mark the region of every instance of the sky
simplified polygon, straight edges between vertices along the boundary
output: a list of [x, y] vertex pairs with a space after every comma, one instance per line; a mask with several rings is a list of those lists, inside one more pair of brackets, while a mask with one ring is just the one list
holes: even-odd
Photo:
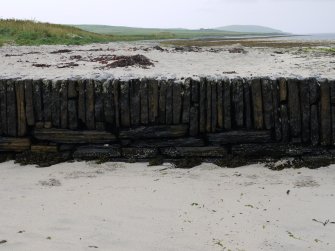
[[335, 33], [335, 0], [10, 0], [0, 18], [147, 28], [263, 25]]

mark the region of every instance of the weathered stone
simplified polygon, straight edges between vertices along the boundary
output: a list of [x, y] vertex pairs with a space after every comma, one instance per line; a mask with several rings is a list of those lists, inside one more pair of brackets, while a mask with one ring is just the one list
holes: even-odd
[[212, 83], [206, 81], [206, 132], [212, 132]]
[[320, 126], [319, 126], [319, 106], [311, 106], [311, 142], [313, 146], [320, 143]]
[[70, 99], [68, 101], [68, 127], [71, 130], [78, 129], [78, 107], [77, 100]]
[[[180, 124], [182, 118], [182, 86], [180, 83], [172, 84], [172, 114], [173, 124]], [[183, 121], [184, 123], [184, 121]]]
[[262, 96], [263, 96], [264, 126], [265, 129], [270, 130], [274, 127], [272, 83], [270, 79], [262, 79], [261, 84], [262, 84]]
[[171, 158], [179, 157], [226, 157], [227, 149], [224, 147], [169, 147], [161, 149], [163, 155]]
[[26, 118], [27, 125], [33, 126], [35, 125], [35, 115], [34, 115], [34, 101], [33, 101], [33, 82], [32, 80], [26, 80], [24, 83], [24, 96], [25, 96], [25, 110], [26, 110]]
[[104, 116], [104, 93], [103, 83], [101, 81], [95, 81], [95, 99], [94, 99], [94, 115], [95, 123], [105, 122]]
[[142, 79], [140, 83], [140, 96], [141, 96], [141, 124], [147, 125], [149, 124], [149, 101], [148, 101], [148, 83], [146, 79]]
[[43, 121], [44, 122], [51, 122], [51, 88], [52, 83], [49, 80], [43, 80], [43, 88], [42, 88], [42, 95], [43, 95]]
[[113, 95], [112, 102], [114, 101], [114, 111], [115, 111], [115, 129], [120, 128], [120, 82], [119, 80], [113, 81]]
[[223, 83], [218, 81], [217, 83], [217, 127], [223, 128]]
[[279, 82], [279, 100], [280, 102], [287, 101], [287, 82], [285, 78], [280, 78]]
[[181, 121], [184, 124], [190, 123], [191, 84], [192, 80], [188, 78], [183, 85], [183, 111]]
[[244, 120], [245, 127], [247, 129], [252, 128], [252, 104], [251, 104], [251, 92], [250, 92], [250, 81], [245, 80], [243, 83], [243, 98], [244, 98]]
[[187, 125], [161, 125], [150, 127], [138, 127], [130, 130], [120, 131], [119, 137], [130, 139], [150, 139], [150, 138], [178, 138], [184, 137], [188, 133]]
[[78, 81], [78, 120], [86, 124], [86, 80]]
[[24, 82], [15, 83], [16, 107], [17, 107], [17, 135], [19, 137], [27, 134], [26, 107], [24, 98]]
[[191, 83], [190, 136], [199, 134], [199, 82]]
[[211, 132], [215, 132], [217, 128], [217, 123], [218, 123], [218, 111], [217, 111], [217, 83], [216, 81], [211, 82], [211, 87], [212, 87], [212, 106], [211, 106]]
[[331, 111], [330, 88], [327, 81], [320, 83], [320, 120], [321, 120], [321, 145], [331, 144]]
[[166, 124], [166, 82], [159, 82], [159, 123]]
[[105, 122], [95, 122], [95, 130], [105, 131], [106, 130], [106, 123]]
[[140, 82], [130, 82], [130, 122], [132, 126], [138, 126], [141, 120]]
[[232, 80], [232, 113], [234, 115], [234, 126], [243, 127], [244, 102], [243, 102], [243, 80], [240, 78]]
[[78, 147], [73, 158], [82, 160], [110, 159], [121, 157], [121, 149], [118, 146], [87, 145]]
[[104, 120], [111, 127], [115, 124], [115, 110], [113, 102], [113, 85], [110, 80], [103, 83], [103, 103], [104, 103]]
[[0, 152], [23, 152], [29, 149], [29, 138], [0, 137]]
[[166, 124], [173, 124], [173, 82], [169, 80], [166, 83]]
[[292, 138], [297, 138], [301, 137], [301, 106], [298, 80], [289, 79], [287, 89], [290, 133]]
[[214, 145], [240, 143], [269, 143], [272, 142], [271, 131], [227, 131], [208, 134], [208, 142]]
[[0, 80], [0, 135], [7, 135], [7, 84]]
[[320, 85], [315, 78], [307, 79], [309, 84], [310, 97], [309, 101], [311, 105], [316, 105], [320, 101]]
[[332, 140], [332, 145], [335, 145], [335, 105], [331, 106], [331, 117], [332, 117], [332, 136], [333, 136], [333, 140]]
[[17, 108], [15, 96], [15, 82], [7, 81], [7, 135], [17, 136]]
[[158, 81], [151, 79], [148, 82], [149, 95], [149, 122], [156, 124], [158, 122]]
[[117, 140], [116, 136], [109, 132], [65, 129], [35, 129], [32, 136], [38, 140], [64, 144], [108, 144]]
[[331, 104], [335, 104], [335, 81], [329, 81], [330, 86], [330, 102]]
[[158, 150], [154, 148], [122, 148], [122, 156], [127, 159], [147, 159], [158, 155]]
[[282, 140], [282, 124], [280, 120], [280, 105], [279, 105], [279, 86], [276, 80], [272, 81], [272, 106], [273, 106], [273, 121], [274, 134], [276, 141]]
[[31, 145], [30, 151], [33, 153], [56, 153], [58, 152], [57, 145]]
[[206, 80], [200, 79], [200, 107], [199, 107], [199, 131], [206, 132]]
[[200, 138], [178, 139], [147, 139], [137, 140], [129, 144], [131, 147], [176, 147], [176, 146], [205, 146], [205, 141]]
[[121, 127], [130, 127], [129, 82], [128, 81], [120, 83], [120, 117], [121, 117]]
[[[56, 128], [60, 127], [60, 117], [61, 117], [61, 109], [60, 109], [60, 89], [62, 82], [60, 80], [52, 82], [51, 89], [51, 120], [52, 125]], [[26, 89], [27, 91], [27, 89]], [[28, 106], [27, 106], [28, 109]], [[28, 119], [28, 113], [27, 113]]]
[[223, 125], [224, 129], [231, 129], [231, 88], [229, 80], [223, 82]]
[[303, 143], [310, 142], [311, 131], [310, 131], [310, 118], [311, 118], [311, 107], [310, 107], [310, 85], [304, 81], [300, 82], [300, 103], [301, 103], [301, 117], [302, 117], [302, 133], [301, 138]]
[[280, 106], [280, 118], [282, 127], [282, 141], [288, 142], [290, 140], [290, 126], [288, 121], [287, 105]]
[[262, 85], [260, 79], [251, 81], [251, 100], [253, 105], [254, 128], [263, 129], [263, 98]]
[[69, 99], [78, 98], [77, 81], [69, 80], [67, 94]]
[[34, 101], [34, 115], [35, 121], [43, 121], [42, 111], [42, 81], [33, 81], [33, 101]]
[[[60, 88], [60, 124], [61, 128], [66, 129], [68, 127], [68, 98], [67, 98], [67, 81], [62, 81]], [[87, 111], [88, 112], [88, 111]]]

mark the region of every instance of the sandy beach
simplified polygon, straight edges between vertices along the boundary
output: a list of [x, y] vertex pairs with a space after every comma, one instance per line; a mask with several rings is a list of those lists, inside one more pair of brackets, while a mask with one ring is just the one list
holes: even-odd
[[[277, 41], [278, 42], [278, 41]], [[284, 41], [285, 42], [285, 41]], [[329, 43], [329, 42], [327, 42]], [[320, 47], [322, 48], [322, 46]], [[143, 55], [152, 66], [108, 68], [116, 56]], [[163, 46], [159, 42], [117, 42], [85, 46], [4, 46], [0, 78], [316, 77], [335, 79], [335, 56], [306, 48]]]
[[0, 170], [0, 250], [335, 249], [334, 166]]

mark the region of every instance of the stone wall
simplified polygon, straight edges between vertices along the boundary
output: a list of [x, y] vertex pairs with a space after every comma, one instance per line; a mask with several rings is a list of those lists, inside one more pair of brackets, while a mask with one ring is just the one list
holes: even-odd
[[335, 82], [0, 80], [0, 133], [16, 158], [332, 156]]

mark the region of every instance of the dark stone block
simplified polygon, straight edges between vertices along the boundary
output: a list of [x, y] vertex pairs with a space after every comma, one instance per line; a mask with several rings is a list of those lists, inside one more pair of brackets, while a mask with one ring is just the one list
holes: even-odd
==============================
What to do> State the number of lines above that contain "mark". Write nothing besides it.

Written answer> 5